**EXERCISE INSTRUCTIONS:** A word-for-word restatement of all the records is the required answer.

DATASET CONTENT: Begin

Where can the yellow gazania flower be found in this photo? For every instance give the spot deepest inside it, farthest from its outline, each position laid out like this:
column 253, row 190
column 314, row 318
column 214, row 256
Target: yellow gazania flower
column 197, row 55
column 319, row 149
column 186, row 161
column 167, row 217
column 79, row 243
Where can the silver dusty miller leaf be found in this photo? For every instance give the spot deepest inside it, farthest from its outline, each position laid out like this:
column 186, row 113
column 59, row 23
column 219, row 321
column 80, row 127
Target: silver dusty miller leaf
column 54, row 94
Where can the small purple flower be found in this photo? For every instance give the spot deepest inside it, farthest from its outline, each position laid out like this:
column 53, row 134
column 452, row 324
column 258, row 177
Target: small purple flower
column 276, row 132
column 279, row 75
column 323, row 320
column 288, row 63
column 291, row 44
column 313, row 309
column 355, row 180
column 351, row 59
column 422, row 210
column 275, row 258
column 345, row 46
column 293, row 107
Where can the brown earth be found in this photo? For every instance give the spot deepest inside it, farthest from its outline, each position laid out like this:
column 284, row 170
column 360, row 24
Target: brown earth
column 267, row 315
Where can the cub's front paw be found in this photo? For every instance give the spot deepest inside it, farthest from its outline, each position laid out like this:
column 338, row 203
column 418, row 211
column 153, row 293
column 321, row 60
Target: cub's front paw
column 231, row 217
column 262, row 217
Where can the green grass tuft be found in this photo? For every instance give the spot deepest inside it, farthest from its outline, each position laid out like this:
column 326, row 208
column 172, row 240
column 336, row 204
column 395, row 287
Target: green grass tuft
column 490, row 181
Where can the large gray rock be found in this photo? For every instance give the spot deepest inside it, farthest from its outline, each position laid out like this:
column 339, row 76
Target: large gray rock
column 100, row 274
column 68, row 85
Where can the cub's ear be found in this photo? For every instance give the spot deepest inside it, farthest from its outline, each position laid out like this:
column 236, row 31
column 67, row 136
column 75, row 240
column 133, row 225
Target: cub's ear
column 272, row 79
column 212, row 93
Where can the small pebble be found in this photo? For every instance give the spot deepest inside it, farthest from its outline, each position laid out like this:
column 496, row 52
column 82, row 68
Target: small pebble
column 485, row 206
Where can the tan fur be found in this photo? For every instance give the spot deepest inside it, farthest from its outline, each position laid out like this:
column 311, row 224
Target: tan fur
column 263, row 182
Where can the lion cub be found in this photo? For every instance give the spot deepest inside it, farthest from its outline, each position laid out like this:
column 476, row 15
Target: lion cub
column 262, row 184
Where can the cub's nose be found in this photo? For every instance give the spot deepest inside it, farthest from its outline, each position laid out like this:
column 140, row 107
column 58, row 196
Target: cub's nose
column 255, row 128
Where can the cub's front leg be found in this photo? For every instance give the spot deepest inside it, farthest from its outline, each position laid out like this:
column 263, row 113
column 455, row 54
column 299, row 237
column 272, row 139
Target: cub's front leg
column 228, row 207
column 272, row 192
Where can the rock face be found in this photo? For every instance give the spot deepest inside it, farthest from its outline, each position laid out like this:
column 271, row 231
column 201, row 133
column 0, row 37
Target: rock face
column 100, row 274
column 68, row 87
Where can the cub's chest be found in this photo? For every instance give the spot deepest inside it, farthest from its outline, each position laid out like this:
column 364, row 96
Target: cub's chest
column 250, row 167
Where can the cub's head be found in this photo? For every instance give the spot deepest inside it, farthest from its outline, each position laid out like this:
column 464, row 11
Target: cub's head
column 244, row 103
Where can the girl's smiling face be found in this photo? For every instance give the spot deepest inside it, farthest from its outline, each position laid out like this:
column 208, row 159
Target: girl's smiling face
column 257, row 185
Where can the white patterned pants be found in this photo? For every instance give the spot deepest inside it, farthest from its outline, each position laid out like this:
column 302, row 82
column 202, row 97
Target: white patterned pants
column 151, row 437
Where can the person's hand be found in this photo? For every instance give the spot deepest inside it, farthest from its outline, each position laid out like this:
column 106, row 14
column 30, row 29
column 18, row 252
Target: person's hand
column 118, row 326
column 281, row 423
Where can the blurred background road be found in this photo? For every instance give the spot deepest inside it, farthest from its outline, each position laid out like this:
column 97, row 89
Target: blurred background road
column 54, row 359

DATASET CONTENT: End

**SOLVED PROBLEM:**
Where can the yellow gazania flower be found in this photo? For every instance give the spot deepest inside it, farthest from its outline, each position laid out like this:
column 253, row 190
column 314, row 318
column 214, row 256
Target: yellow gazania flower
column 197, row 55
column 319, row 149
column 186, row 161
column 167, row 217
column 79, row 243
Where can the silver dusty miller leaf be found in this photo? For every instance give the spot deepest inside it, farthest from its outline, each position laid out like this:
column 186, row 113
column 59, row 23
column 219, row 321
column 80, row 127
Target: silver dusty miller leaf
column 54, row 94
Where can the small purple flower be found in this photo? For every instance give the spot deepest inside it, farthest from its outline, each position laid out like this:
column 53, row 134
column 452, row 324
column 258, row 177
Target: small purple flower
column 276, row 132
column 279, row 75
column 323, row 320
column 288, row 63
column 291, row 44
column 313, row 309
column 355, row 180
column 351, row 59
column 422, row 210
column 275, row 258
column 345, row 46
column 293, row 107
Where can the brown earth be found in this photo? For every instance give the spot deepest inside it, farthest from its outline, each position laid out like this:
column 284, row 170
column 360, row 24
Target: brown earth
column 267, row 315
Where can the cub's front paw be found in this photo? For every instance give the spot deepest inside it, farthest from its outline, each position laid out like this:
column 338, row 203
column 418, row 211
column 153, row 293
column 321, row 60
Target: cub's front paw
column 231, row 217
column 262, row 217
Where can the green grass tuft be found in this photo? For every instance give the spot deepest inside it, farthest from its outline, each position laid out like this:
column 326, row 208
column 172, row 240
column 336, row 204
column 395, row 287
Target: green grass tuft
column 490, row 181
Where can the large gray rock be found in this photo? For every instance give the spot deepest inside it, farthest from its outline, each position laid out like this:
column 339, row 76
Target: large gray rock
column 100, row 274
column 68, row 85
Where can the cub's ear be found in this photo? For every instance give the spot deepest inside it, farthest from its outline, each position laid out like this:
column 236, row 31
column 67, row 136
column 75, row 240
column 133, row 225
Target: cub's ear
column 272, row 79
column 212, row 93
Where can the small pebble be found in this photo? For every instance give the spot deepest inside it, farthest from its outline, each position laid out like this:
column 496, row 52
column 82, row 68
Target: small pebble
column 485, row 206
Where can the tan fur be found in this photo? For every instance give the spot deepest inside it, farthest from its outline, each position laid out like this:
column 311, row 224
Target: tan fur
column 263, row 182
Where can the lion cub be found in this photo? For every instance give the spot deepest inside it, farthest from its outline, each position laid out like this:
column 476, row 15
Target: lion cub
column 262, row 184
Where can the cub's nose be found in this photo? For every instance give the spot deepest inside it, farthest from its outline, each position laid out like this:
column 140, row 107
column 58, row 196
Target: cub's nose
column 255, row 128
Where can the cub's front leg be found in this photo? For every instance give the spot deepest inside it, farthest from its outline, each position laid out like this:
column 263, row 113
column 455, row 54
column 299, row 237
column 272, row 139
Target: cub's front leg
column 228, row 207
column 272, row 192
Where can the rock face be found in this photo? For every instance give the spot deepest inside it, farthest from its outline, each position laid out like this:
column 271, row 231
column 201, row 133
column 0, row 37
Target: rock face
column 100, row 274
column 68, row 87
Where can the cub's chest be found in this photo? For every instance give the spot deepest inside it, farthest from its outline, each position laid out like this:
column 364, row 96
Target: cub's chest
column 250, row 167
Where can the cub's head be found in this photo? For every instance give the spot deepest inside it, farthest from its outline, each position laid out like this:
column 464, row 11
Target: cub's head
column 244, row 103
Where can the girl's smiling face be found in this photo? For every instance give the spot deepest inside it, farthest from its outline, each position laid out like this:
column 208, row 159
Target: girl's smiling face
column 257, row 185
Where can the white patterned pants be found in this photo? For every instance give the spot deepest inside it, farthest from its outline, each position laid out like this:
column 302, row 82
column 202, row 97
Target: white patterned pants
column 151, row 437
Where can the person's hand be found in this photo? For every instance give the spot deepest inside it, farthest from its outline, each position laid out like this:
column 106, row 14
column 30, row 29
column 18, row 252
Target: person's hand
column 118, row 326
column 281, row 423
Where can the blurred background road be found in this photo? For every instance give the spot deepest inside it, farthest from its outline, each position laid out like this:
column 97, row 89
Target: blurred background road
column 54, row 359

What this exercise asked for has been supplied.